[PROBLEM]:
Write each entry out once more, please, precisely as shown.

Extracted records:
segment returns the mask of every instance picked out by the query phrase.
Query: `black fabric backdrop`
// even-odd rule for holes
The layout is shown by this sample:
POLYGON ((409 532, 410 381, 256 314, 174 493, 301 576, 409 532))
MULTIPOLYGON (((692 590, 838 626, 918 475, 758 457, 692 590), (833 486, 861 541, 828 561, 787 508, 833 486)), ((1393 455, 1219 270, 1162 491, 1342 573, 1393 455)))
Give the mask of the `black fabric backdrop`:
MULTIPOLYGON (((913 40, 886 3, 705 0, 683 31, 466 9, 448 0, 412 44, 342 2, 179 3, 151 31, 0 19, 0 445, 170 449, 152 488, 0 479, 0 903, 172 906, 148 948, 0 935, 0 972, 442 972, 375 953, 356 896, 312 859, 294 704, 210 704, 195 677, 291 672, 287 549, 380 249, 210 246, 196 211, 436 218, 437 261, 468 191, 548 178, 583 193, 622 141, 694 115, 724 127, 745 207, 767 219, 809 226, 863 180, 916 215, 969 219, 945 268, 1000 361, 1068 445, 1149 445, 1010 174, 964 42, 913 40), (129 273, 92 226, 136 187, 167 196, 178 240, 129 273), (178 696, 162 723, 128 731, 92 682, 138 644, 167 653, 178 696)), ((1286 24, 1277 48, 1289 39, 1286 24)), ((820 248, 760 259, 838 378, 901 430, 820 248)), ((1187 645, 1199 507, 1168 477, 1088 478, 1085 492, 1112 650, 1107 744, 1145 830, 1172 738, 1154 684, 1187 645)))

[RESPONSE BELOW]:
segment returns the mask of every instance picked out by the query phrase.
Query: `black fabric backdrop`
// even-odd rule for holes
The layout is shown by this sample:
POLYGON ((409 532, 410 381, 256 314, 174 493, 301 576, 409 532))
MULTIPOLYGON (((692 590, 838 626, 918 475, 758 457, 692 590), (833 486, 861 541, 828 561, 787 508, 833 486)), ((1393 455, 1219 270, 1162 491, 1342 573, 1393 455)))
Give the mask of the `black fabric backdrop`:
MULTIPOLYGON (((913 40, 886 3, 705 0, 683 31, 466 9, 448 0, 412 44, 342 2, 179 3, 151 31, 0 19, 0 445, 170 449, 152 488, 0 479, 0 903, 172 906, 148 948, 0 935, 0 972, 442 972, 375 953, 356 896, 312 859, 294 704, 210 704, 195 677, 291 672, 287 549, 380 249, 210 246, 196 211, 436 218, 437 261, 468 191, 548 178, 583 193, 622 141, 694 115, 724 127, 745 207, 767 219, 809 226, 863 180, 916 215, 969 219, 945 268, 1000 361, 1068 445, 1149 445, 1010 174, 964 42, 913 40), (129 273, 92 226, 136 187, 167 196, 178 240, 129 273), (178 696, 162 723, 128 731, 92 682, 138 644, 167 653, 178 696)), ((1286 24, 1277 48, 1289 39, 1286 24)), ((820 248, 760 259, 838 378, 901 430, 820 248)), ((1187 645, 1199 507, 1168 477, 1088 478, 1085 492, 1112 650, 1107 744, 1145 830, 1172 738, 1154 684, 1187 645)))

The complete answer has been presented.